» TASK TO COMPLETE
Return every line of the records below that contains the string "front". Case counts when matching.

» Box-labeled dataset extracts
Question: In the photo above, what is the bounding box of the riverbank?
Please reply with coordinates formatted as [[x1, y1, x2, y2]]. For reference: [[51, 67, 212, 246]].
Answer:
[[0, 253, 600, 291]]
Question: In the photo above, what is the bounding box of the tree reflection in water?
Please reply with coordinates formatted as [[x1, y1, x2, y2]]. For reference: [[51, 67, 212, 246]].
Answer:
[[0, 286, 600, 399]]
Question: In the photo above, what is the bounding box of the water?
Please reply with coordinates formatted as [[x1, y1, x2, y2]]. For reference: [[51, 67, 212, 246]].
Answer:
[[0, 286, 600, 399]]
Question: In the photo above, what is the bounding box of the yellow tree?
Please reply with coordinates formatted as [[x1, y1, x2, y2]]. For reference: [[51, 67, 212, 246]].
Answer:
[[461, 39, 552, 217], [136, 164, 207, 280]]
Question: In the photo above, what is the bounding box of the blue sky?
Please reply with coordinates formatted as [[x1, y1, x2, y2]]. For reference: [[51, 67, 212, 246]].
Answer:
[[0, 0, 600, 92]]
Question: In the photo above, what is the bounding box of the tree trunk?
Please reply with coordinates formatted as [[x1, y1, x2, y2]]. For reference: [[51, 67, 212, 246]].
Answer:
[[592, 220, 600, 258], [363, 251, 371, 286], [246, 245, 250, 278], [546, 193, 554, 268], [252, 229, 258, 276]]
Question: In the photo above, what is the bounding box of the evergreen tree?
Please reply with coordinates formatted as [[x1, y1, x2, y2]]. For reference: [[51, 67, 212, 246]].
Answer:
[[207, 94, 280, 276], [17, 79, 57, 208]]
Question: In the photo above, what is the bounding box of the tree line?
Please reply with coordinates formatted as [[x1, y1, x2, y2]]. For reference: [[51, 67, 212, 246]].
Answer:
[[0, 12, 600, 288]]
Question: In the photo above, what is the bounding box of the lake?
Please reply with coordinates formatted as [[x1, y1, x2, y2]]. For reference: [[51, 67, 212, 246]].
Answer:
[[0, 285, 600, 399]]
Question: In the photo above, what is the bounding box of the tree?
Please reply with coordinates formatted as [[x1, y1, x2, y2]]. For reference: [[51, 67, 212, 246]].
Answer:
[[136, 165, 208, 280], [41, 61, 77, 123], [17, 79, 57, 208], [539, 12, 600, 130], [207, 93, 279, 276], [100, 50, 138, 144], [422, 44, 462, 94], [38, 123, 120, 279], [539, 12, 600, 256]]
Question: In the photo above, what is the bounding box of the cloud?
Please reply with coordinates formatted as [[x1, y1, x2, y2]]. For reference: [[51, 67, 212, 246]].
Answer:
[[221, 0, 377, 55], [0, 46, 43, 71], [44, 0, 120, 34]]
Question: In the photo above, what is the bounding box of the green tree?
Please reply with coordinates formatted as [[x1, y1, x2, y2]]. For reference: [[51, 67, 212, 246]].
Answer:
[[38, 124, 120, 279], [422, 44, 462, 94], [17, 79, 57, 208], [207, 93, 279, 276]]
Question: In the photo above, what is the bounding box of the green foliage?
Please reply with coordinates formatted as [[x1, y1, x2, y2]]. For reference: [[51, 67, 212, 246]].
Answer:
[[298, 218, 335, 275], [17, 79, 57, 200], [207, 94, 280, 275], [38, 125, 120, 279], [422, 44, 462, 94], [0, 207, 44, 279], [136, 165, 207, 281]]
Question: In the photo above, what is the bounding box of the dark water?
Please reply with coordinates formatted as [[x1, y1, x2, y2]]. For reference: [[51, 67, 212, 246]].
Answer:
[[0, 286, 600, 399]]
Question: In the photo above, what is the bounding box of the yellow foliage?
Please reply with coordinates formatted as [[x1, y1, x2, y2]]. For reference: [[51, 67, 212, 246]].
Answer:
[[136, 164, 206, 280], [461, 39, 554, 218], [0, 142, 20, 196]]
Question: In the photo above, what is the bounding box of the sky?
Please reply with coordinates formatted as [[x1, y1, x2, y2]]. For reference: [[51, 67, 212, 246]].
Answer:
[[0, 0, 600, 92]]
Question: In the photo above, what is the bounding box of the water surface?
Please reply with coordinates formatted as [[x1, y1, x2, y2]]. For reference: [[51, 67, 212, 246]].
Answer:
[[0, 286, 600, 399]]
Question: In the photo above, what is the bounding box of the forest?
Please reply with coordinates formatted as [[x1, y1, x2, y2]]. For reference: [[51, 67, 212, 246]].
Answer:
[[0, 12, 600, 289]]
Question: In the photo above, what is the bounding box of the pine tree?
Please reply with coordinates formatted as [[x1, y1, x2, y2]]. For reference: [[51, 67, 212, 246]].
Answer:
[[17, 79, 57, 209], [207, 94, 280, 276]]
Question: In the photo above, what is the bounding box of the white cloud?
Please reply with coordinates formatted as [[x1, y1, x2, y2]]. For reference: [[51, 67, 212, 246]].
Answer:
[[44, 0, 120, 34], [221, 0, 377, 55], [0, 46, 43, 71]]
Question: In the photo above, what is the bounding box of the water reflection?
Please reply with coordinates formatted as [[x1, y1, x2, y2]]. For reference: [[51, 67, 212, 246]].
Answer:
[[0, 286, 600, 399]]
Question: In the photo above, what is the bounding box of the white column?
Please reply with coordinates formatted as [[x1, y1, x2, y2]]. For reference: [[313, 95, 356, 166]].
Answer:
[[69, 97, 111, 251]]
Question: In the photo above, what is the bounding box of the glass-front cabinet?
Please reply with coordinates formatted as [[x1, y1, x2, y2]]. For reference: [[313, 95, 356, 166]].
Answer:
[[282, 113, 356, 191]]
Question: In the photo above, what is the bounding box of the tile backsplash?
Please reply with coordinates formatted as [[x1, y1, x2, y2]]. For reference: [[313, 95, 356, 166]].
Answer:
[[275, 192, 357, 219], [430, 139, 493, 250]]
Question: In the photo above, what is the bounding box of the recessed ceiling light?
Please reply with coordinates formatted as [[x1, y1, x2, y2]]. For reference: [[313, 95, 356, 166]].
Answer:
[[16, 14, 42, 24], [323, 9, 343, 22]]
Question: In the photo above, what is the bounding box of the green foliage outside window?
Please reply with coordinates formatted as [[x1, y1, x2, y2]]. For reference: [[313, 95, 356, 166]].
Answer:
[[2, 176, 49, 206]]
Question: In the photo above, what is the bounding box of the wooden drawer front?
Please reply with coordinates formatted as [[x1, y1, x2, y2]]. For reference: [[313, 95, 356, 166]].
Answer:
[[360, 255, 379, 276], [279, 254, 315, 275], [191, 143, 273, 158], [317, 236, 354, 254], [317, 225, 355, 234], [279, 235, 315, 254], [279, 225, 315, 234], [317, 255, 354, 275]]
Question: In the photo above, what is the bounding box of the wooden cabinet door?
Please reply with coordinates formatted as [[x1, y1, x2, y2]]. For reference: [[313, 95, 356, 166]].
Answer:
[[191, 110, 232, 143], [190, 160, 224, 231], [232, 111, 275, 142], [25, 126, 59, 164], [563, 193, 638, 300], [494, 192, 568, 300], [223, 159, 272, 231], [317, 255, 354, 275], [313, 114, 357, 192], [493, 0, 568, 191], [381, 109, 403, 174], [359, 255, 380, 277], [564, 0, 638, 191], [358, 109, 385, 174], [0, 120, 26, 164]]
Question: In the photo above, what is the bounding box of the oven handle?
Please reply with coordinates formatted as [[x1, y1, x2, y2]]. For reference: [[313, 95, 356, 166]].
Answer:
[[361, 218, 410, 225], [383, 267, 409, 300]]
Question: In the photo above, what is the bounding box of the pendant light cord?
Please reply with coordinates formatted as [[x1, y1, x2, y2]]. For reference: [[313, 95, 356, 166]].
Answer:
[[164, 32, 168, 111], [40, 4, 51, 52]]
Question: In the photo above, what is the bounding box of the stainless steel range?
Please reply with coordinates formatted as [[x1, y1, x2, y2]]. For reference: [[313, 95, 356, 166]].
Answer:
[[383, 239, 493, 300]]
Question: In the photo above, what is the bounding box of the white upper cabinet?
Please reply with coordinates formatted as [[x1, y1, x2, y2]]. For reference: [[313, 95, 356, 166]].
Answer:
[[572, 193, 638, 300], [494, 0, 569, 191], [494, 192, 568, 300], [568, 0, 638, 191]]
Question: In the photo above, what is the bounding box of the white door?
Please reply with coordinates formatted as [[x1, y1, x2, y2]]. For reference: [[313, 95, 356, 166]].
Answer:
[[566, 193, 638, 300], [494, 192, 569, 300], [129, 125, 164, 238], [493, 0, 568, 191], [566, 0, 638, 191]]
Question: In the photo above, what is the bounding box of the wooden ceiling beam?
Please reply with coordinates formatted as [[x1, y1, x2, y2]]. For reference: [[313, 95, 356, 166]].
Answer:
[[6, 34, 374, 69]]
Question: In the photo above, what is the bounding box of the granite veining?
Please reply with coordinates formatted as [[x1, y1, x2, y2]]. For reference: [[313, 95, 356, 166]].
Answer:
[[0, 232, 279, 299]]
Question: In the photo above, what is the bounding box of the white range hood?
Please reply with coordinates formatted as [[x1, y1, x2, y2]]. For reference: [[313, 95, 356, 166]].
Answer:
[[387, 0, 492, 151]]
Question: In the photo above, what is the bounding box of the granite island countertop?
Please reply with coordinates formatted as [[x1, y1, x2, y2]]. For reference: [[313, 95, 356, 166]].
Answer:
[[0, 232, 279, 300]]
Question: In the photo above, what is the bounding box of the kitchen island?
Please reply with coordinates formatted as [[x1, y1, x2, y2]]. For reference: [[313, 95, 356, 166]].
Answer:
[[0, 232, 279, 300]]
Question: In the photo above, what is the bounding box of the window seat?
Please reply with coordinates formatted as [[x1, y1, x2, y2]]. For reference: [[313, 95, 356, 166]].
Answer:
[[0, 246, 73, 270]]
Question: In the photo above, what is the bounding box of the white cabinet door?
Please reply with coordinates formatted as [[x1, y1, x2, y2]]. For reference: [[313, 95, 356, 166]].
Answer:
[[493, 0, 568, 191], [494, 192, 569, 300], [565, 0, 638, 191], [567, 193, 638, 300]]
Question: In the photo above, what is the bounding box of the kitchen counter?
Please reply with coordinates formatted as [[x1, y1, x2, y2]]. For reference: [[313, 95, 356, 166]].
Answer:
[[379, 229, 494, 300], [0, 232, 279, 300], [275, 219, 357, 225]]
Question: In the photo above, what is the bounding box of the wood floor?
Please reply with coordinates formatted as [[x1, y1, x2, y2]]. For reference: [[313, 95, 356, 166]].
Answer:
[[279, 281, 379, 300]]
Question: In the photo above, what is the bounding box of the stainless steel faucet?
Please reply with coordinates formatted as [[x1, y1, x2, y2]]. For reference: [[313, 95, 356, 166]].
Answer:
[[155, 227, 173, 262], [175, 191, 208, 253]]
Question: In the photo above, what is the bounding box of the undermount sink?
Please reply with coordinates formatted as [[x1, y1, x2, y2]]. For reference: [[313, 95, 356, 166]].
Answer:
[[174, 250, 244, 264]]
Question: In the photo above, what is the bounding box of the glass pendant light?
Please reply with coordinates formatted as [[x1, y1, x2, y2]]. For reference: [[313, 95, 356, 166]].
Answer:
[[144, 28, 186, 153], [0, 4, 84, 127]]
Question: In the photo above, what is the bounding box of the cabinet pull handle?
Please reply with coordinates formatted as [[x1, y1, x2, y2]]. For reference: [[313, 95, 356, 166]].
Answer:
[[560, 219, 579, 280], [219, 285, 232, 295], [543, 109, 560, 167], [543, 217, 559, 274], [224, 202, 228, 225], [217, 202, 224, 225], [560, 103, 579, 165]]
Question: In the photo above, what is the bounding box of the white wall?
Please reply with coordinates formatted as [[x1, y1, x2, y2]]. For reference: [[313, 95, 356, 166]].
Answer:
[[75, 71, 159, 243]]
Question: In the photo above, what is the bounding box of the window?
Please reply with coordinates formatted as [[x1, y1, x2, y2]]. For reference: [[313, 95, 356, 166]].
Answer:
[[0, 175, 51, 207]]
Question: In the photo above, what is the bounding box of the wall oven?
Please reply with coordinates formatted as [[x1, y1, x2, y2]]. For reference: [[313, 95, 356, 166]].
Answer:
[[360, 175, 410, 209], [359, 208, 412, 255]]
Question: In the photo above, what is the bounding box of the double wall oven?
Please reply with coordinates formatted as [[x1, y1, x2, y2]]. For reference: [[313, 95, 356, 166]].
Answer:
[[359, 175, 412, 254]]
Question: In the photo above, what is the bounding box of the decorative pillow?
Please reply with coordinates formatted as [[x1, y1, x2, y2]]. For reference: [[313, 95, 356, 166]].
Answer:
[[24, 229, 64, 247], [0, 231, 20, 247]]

» EXERCISE ANSWER
Question: In the photo above, what is the bounding box of the glass-front cabinet?
Question: In the photo above, what is the bounding box of the wooden drawer front?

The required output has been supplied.